◆ TASK DETAILS ◆
Give the listing below again in full, exactly as written.

☆ ☆ ☆ ☆ ☆ ☆ ☆

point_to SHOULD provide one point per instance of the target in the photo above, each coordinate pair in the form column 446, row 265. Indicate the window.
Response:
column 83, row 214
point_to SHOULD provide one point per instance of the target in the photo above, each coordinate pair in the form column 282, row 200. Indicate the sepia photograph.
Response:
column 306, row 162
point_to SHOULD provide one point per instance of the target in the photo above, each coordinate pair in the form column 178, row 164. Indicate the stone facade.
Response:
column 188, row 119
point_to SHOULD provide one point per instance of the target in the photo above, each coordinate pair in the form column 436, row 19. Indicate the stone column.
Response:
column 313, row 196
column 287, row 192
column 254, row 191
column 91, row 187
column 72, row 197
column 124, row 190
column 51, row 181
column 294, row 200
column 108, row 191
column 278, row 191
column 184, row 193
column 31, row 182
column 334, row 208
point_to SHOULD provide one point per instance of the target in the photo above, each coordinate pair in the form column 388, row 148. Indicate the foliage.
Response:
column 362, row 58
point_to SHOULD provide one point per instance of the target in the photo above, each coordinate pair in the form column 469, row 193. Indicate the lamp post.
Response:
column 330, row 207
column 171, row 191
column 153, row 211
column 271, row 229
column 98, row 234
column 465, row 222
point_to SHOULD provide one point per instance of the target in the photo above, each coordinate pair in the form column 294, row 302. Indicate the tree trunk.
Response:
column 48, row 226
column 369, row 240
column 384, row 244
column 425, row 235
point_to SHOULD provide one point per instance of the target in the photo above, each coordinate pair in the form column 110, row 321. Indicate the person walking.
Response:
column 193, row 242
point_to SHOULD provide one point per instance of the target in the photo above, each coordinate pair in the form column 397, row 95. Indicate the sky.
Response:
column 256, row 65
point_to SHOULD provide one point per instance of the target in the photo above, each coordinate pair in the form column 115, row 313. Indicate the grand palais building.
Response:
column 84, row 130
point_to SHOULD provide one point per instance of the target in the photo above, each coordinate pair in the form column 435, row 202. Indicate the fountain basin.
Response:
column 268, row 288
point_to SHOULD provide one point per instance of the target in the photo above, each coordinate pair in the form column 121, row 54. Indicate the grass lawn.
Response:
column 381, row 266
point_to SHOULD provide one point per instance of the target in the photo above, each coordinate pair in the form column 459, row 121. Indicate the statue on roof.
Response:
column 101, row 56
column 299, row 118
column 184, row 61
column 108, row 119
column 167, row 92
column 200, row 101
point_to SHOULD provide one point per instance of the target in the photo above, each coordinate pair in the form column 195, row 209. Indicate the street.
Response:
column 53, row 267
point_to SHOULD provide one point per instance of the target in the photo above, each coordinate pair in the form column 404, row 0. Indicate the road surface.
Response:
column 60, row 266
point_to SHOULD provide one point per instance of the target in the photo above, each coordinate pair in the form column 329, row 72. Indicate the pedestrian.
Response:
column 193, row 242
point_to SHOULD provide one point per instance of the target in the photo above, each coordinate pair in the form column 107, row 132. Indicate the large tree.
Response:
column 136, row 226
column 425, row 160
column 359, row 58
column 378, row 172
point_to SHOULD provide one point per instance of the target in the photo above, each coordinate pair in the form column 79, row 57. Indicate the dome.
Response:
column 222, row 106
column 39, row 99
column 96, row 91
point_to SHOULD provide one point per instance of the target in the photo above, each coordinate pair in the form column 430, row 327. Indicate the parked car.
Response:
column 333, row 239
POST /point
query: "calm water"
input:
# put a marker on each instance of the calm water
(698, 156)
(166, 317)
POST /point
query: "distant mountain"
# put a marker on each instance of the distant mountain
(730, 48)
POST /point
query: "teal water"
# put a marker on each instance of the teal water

☆ ☆ ☆ ☆ ☆ ☆ ☆

◆ ANSWER SPACE ◆
point_to SHOULD provide one point per instance of the target in the photo above, each coordinate pair in the form column 446, row 265. Indicate the window.
Response:
column 83, row 214
point_to SHOULD provide one point per instance of the target in the photo above, each coordinate pair in the form column 282, row 200. Indicate the sepia photograph.
Response:
column 306, row 162
point_to SHOULD provide one point per instance of the target in the photo above, each coordinate pair in the form column 178, row 164. Indicate the stone facade.
Response:
column 188, row 119
point_to SHOULD provide one point per instance of the target in the photo above, each coordinate pair in the form column 436, row 19. Indicate the stone column.
Response:
column 313, row 196
column 287, row 192
column 254, row 191
column 91, row 187
column 72, row 197
column 124, row 190
column 51, row 181
column 294, row 200
column 108, row 191
column 278, row 191
column 184, row 193
column 31, row 182
column 334, row 208
point_to SHOULD provide one point per instance of the target in the photo above, each coordinate pair in the form column 388, row 148. Indicate the foliage.
Response:
column 362, row 58
point_to SHOULD provide one point per instance of the target in the photo above, each coordinate pair in the form column 469, row 193. Indicate the lamp post.
Response:
column 330, row 207
column 171, row 191
column 153, row 211
column 271, row 229
column 98, row 234
column 465, row 222
point_to SHOULD provide one point per instance of the target in the photo above, each coordinate pair in the form column 294, row 302. Indicate the tree trunk.
Response:
column 48, row 226
column 369, row 240
column 384, row 244
column 425, row 235
point_to SHOULD provide one point per instance of the target in the photo above, each coordinate pair in the form column 110, row 321. Indicate the person walking.
Response:
column 193, row 242
point_to SHOULD provide one point per instance of the target in the photo above, each coordinate pair in the form column 397, row 95. Indicate the sky.
Response:
column 256, row 65
point_to SHOULD provide one point per instance of the target in the photo above, each coordinate pair in the form column 115, row 313. Indicate the grand palais building.
Response:
column 84, row 130
point_to SHOULD provide one point per instance of the target in the photo above, each coordinate pair in the form column 435, row 202. Indicate the fountain basin.
Response:
column 268, row 288
point_to SHOULD provide one point per instance of the target in the photo above, each coordinate pair in the form column 121, row 54. Indicate the grass lawn.
Response:
column 381, row 266
point_to SHOULD provide one point per instance of the target in the photo above, each coordinate pair in the form column 459, row 121. Indicate the statue on roof.
Response:
column 101, row 56
column 299, row 118
column 184, row 61
column 108, row 119
column 167, row 92
column 200, row 101
point_to SHOULD provide one point per instance of the target in the photo above, each coordinate pair in the form column 195, row 209. Indicate the street.
Response:
column 53, row 267
point_to SHOULD provide one point per instance of the target in the photo above, each coordinate pair in the form column 404, row 0. Indicate the road surface.
Response:
column 60, row 266
point_to SHOULD provide one point per instance of the target in the photo above, each coordinate pair in the form column 329, row 72. Indicate the pedestrian.
Response:
column 193, row 242
point_to SHOULD provide one point per instance of the target in the photo above, each coordinate pair in the form column 107, row 132. Indicate the large tree.
Response:
column 136, row 226
column 425, row 160
column 359, row 58
column 378, row 172
point_to SHOULD provide one point per instance of the target in the photo above, each coordinate pair in the form column 79, row 57. Indicate the dome.
Response:
column 222, row 106
column 39, row 99
column 96, row 91
point_to SHOULD provide one point per instance of the target in the photo above, each coordinate pair in the form column 430, row 327. Indicate the parked car.
Response:
column 333, row 239
POST /point
query: "calm water"
input:
# put a marker on each instance of the calm water
(698, 156)
(166, 317)
POST /point
query: "distant mountain"
# put a marker on each instance of the distant mountain
(730, 48)
POST /point
query: "teal water"
# put a marker on each instance of the teal water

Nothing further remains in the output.